** Start SUPPLIED MATERIAL **

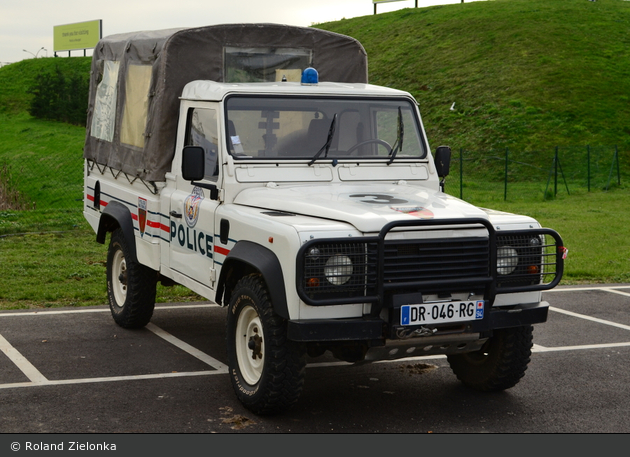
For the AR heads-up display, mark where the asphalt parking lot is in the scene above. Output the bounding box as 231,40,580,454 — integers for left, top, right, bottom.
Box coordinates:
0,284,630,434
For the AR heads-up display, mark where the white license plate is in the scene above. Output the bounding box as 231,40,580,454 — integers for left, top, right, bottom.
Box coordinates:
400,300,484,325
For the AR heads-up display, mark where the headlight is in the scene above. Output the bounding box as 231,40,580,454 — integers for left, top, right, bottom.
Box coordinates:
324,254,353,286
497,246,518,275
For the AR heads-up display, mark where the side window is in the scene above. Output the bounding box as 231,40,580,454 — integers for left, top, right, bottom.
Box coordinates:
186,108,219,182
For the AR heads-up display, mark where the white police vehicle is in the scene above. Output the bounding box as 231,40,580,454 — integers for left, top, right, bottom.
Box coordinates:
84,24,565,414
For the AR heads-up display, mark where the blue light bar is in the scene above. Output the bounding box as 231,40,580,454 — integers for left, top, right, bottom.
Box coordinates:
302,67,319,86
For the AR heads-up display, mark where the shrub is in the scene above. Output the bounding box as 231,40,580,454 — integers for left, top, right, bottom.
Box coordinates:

** End SUPPLIED MATERIAL **

■ DIRECTIVE
Update the data starting at the line that contains "For the AR heads-up display, mark where the shrub" and ending at the end of the data, changing "shrub" to "hedge" and keeping everything else the same.

■ RESULT OF THE EXERCISE
For the AR heads-up display, mark where the hedge is in the scene above. Output the bounding box as 231,40,580,454 — integers for left, top, right, bottom.
Box coordinates:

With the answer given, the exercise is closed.